- [Exercise directions]: Write out, word for word, only the lines from the one containing "car headlight in the photograph above." through the final line of the data.

- [Position identification records]:
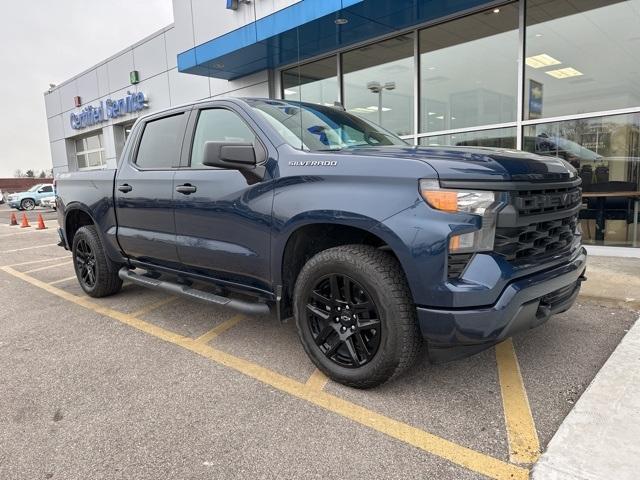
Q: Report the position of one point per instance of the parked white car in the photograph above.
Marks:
(48, 202)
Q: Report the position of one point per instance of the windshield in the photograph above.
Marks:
(316, 127)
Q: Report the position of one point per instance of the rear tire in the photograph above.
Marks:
(96, 273)
(381, 340)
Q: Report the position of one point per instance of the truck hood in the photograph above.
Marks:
(478, 163)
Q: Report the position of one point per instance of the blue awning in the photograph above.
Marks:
(307, 29)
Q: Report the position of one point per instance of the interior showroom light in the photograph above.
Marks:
(542, 60)
(564, 73)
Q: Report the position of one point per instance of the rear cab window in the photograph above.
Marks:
(161, 143)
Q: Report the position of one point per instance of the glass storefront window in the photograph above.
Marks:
(90, 151)
(497, 137)
(581, 56)
(378, 83)
(469, 71)
(315, 82)
(606, 153)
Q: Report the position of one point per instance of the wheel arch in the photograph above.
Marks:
(77, 215)
(311, 238)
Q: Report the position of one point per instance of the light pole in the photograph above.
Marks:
(377, 87)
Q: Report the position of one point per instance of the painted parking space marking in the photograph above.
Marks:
(62, 280)
(220, 329)
(430, 443)
(317, 380)
(42, 260)
(524, 446)
(22, 232)
(47, 267)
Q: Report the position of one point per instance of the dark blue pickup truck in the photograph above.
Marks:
(372, 245)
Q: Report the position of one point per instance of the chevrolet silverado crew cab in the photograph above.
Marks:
(374, 246)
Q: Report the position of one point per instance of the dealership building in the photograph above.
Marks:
(555, 77)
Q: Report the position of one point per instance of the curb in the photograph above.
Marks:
(599, 437)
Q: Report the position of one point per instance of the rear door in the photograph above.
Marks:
(223, 224)
(144, 190)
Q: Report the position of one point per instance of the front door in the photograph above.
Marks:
(144, 191)
(223, 222)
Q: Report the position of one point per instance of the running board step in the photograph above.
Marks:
(251, 308)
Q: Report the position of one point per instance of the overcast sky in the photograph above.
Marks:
(49, 41)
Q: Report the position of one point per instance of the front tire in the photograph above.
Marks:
(355, 316)
(96, 273)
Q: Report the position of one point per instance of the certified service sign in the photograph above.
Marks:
(92, 115)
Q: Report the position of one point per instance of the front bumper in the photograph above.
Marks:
(523, 304)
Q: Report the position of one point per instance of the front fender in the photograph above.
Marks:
(107, 234)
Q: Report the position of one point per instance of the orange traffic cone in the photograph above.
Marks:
(41, 225)
(25, 221)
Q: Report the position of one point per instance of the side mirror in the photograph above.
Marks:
(236, 156)
(229, 155)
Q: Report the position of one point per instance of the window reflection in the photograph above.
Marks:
(581, 56)
(497, 137)
(606, 153)
(315, 82)
(378, 83)
(469, 70)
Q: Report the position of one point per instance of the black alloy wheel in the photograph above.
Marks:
(344, 321)
(85, 264)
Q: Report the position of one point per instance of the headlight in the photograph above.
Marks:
(476, 202)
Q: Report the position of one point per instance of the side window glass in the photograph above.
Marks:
(161, 142)
(218, 125)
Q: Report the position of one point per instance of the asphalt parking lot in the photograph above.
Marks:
(145, 386)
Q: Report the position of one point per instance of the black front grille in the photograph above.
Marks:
(536, 202)
(456, 264)
(536, 239)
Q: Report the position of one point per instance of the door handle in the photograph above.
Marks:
(186, 189)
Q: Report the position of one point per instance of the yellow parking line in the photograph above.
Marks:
(524, 446)
(31, 262)
(62, 280)
(22, 232)
(46, 267)
(457, 454)
(29, 248)
(153, 306)
(219, 329)
(317, 380)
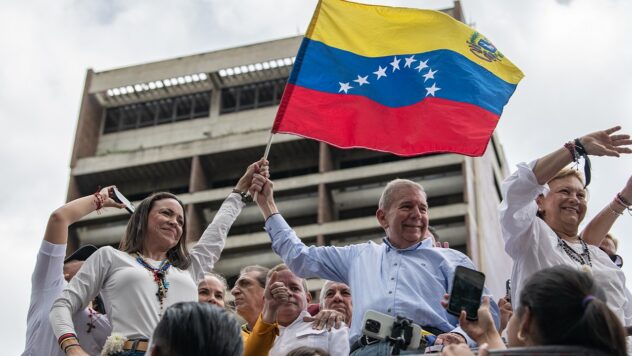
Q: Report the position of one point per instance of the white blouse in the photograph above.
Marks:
(129, 290)
(533, 245)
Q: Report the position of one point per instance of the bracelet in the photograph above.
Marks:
(69, 346)
(244, 196)
(623, 200)
(614, 211)
(65, 339)
(570, 146)
(99, 199)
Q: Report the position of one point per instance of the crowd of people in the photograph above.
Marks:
(153, 295)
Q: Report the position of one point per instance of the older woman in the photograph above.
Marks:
(542, 208)
(152, 270)
(212, 289)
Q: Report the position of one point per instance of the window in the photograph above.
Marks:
(157, 112)
(252, 96)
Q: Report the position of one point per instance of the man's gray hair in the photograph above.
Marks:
(387, 194)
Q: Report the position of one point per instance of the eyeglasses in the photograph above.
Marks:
(616, 259)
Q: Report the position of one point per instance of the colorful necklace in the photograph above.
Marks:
(160, 277)
(583, 258)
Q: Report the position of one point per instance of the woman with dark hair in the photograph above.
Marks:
(558, 306)
(197, 329)
(152, 270)
(543, 205)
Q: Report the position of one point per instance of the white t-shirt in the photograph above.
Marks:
(300, 333)
(533, 245)
(47, 283)
(129, 290)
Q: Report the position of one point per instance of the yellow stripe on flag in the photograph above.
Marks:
(376, 31)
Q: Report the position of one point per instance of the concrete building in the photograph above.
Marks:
(191, 125)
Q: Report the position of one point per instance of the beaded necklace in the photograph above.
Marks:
(583, 258)
(160, 277)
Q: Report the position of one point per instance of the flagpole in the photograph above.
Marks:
(265, 156)
(267, 151)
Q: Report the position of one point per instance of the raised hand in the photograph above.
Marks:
(326, 318)
(606, 143)
(108, 202)
(274, 295)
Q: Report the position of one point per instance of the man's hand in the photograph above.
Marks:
(274, 295)
(605, 143)
(450, 339)
(245, 182)
(326, 318)
(76, 351)
(264, 198)
(463, 350)
(506, 311)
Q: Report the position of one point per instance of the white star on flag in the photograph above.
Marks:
(432, 89)
(422, 65)
(344, 87)
(409, 61)
(362, 80)
(430, 74)
(381, 72)
(395, 63)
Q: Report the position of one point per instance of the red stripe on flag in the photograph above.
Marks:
(351, 121)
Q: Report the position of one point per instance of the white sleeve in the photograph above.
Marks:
(517, 211)
(83, 287)
(48, 275)
(339, 341)
(208, 249)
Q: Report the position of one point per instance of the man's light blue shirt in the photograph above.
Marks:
(407, 282)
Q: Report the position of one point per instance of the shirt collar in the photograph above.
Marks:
(425, 243)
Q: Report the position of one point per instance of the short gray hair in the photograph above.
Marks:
(323, 292)
(387, 194)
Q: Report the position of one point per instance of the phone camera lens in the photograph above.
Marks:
(372, 326)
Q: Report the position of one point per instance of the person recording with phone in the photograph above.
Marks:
(543, 206)
(558, 306)
(405, 275)
(152, 269)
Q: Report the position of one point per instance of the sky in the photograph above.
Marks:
(576, 56)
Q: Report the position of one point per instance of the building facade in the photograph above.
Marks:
(191, 125)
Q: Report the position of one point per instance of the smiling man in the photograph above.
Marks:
(337, 296)
(403, 276)
(285, 306)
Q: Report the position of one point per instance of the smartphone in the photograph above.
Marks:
(380, 326)
(120, 198)
(467, 289)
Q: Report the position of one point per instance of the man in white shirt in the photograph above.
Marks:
(285, 306)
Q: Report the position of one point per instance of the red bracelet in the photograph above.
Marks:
(570, 146)
(99, 199)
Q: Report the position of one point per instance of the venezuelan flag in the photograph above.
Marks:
(398, 80)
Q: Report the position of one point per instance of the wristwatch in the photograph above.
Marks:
(245, 197)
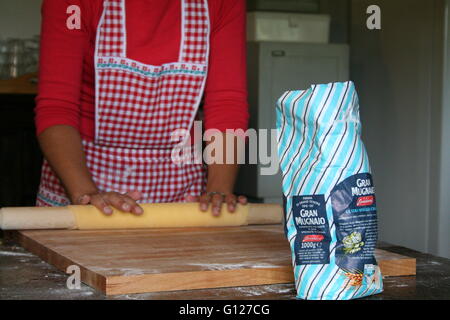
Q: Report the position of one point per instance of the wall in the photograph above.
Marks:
(20, 18)
(398, 74)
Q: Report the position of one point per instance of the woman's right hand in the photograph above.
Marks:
(105, 201)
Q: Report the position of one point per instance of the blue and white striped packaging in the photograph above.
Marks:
(329, 200)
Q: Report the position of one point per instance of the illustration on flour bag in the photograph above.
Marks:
(329, 197)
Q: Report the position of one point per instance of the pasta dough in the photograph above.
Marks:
(158, 215)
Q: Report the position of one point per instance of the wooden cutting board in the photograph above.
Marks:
(135, 261)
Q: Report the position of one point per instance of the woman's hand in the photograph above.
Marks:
(105, 201)
(217, 199)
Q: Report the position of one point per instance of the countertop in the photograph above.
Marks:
(25, 276)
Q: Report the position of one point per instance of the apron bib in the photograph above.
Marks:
(138, 107)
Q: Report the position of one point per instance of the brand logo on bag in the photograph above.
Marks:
(313, 238)
(364, 201)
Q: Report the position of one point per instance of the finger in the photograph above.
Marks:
(135, 195)
(191, 198)
(242, 200)
(216, 202)
(101, 204)
(134, 206)
(204, 202)
(83, 200)
(131, 197)
(119, 201)
(231, 202)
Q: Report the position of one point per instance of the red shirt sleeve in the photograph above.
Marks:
(60, 70)
(226, 104)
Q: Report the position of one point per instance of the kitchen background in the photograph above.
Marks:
(401, 73)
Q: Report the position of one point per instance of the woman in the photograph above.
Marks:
(114, 89)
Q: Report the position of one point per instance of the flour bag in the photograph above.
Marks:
(329, 199)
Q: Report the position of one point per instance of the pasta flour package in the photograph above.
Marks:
(329, 199)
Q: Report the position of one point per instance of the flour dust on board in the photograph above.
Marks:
(329, 197)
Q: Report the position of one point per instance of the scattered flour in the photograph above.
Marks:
(15, 254)
(220, 266)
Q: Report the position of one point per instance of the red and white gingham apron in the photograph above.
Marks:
(138, 107)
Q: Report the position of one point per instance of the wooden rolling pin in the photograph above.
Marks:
(156, 215)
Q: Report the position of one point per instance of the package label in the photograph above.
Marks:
(355, 217)
(312, 243)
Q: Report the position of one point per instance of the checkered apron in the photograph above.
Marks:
(138, 108)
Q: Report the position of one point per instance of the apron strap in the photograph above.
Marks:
(195, 32)
(111, 34)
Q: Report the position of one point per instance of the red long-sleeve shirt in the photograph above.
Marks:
(66, 74)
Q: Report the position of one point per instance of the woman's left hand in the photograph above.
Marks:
(217, 199)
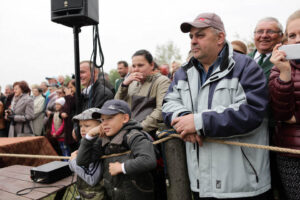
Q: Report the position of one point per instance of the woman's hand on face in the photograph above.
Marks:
(279, 60)
(101, 131)
(292, 120)
(135, 76)
(74, 155)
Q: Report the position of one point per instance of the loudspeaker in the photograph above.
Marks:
(75, 12)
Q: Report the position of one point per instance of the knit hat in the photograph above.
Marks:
(60, 101)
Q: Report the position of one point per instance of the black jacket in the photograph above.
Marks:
(96, 97)
(137, 183)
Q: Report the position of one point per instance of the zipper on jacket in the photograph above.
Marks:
(257, 180)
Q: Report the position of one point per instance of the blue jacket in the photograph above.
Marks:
(231, 104)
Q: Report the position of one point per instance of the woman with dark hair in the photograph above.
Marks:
(39, 114)
(285, 101)
(21, 112)
(144, 90)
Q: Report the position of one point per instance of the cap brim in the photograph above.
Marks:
(186, 26)
(109, 112)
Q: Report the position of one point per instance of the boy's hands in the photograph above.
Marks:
(94, 131)
(101, 131)
(74, 155)
(115, 168)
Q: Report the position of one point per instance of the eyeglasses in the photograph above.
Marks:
(268, 32)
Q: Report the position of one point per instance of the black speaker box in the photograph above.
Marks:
(75, 12)
(50, 172)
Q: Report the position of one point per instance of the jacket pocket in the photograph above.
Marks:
(250, 164)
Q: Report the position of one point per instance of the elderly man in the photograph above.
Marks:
(220, 94)
(268, 33)
(123, 71)
(94, 93)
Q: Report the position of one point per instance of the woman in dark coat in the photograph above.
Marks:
(285, 101)
(21, 112)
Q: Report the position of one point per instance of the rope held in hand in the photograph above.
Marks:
(171, 136)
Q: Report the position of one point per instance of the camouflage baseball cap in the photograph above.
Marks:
(91, 113)
(115, 106)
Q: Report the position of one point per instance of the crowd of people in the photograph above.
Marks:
(220, 92)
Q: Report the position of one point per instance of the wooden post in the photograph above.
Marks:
(179, 184)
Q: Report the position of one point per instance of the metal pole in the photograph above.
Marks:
(76, 31)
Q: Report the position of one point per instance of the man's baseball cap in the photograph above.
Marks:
(114, 106)
(50, 77)
(204, 20)
(91, 113)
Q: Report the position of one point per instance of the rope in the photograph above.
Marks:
(171, 136)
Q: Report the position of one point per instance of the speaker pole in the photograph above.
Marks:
(76, 31)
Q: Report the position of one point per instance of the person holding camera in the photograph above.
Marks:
(21, 112)
(39, 114)
(284, 89)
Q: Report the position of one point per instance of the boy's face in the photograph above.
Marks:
(112, 124)
(87, 125)
(58, 107)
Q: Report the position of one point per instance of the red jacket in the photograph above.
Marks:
(285, 102)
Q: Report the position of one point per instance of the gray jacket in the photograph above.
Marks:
(231, 104)
(23, 116)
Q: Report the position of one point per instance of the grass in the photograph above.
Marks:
(70, 194)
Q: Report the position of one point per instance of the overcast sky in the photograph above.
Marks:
(32, 47)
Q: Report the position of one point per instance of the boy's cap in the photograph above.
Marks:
(92, 113)
(204, 20)
(114, 106)
(53, 85)
(60, 101)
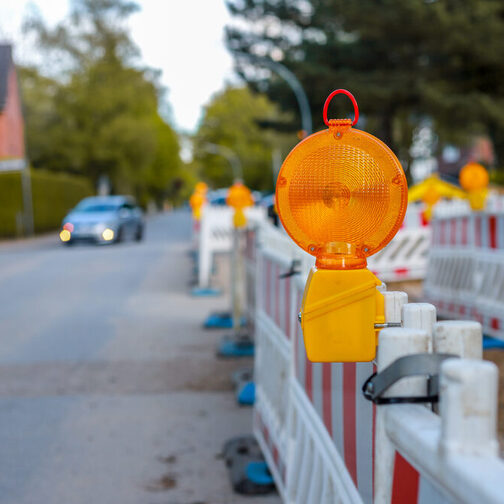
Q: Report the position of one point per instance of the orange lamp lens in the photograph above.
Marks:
(201, 187)
(197, 200)
(341, 195)
(473, 177)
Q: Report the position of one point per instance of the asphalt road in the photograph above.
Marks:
(109, 388)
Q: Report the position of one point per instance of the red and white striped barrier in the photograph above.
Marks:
(325, 443)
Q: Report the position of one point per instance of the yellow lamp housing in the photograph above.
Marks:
(239, 197)
(338, 315)
(341, 196)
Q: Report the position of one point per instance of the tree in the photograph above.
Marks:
(97, 113)
(231, 120)
(403, 60)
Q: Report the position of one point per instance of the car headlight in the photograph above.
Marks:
(108, 234)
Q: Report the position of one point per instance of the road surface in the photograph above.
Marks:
(109, 388)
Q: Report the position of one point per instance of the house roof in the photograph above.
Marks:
(5, 64)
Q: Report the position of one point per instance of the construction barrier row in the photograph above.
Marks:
(465, 276)
(214, 234)
(325, 442)
(405, 258)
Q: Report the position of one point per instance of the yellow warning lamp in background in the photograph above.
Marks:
(430, 197)
(239, 197)
(341, 195)
(431, 190)
(474, 179)
(198, 199)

- [Reply]:
Q: Report the position of one point per instance of the car headlight in the photograph above.
Marks:
(108, 234)
Q: Report the position of one point per instance of the road surface in the photograph above.
Marks:
(109, 388)
Q: Report the position of one point per instance of the house roof in the photograph above.
Marks:
(5, 64)
Q: Report the position of one point per instance of the construction barrier row in the photograph above.
Marks:
(465, 276)
(214, 234)
(325, 442)
(405, 258)
Q: Report the position of one point per instance of the yellow warning lamp in background in the photograph above.
Marks:
(430, 197)
(239, 197)
(341, 195)
(431, 190)
(474, 179)
(198, 199)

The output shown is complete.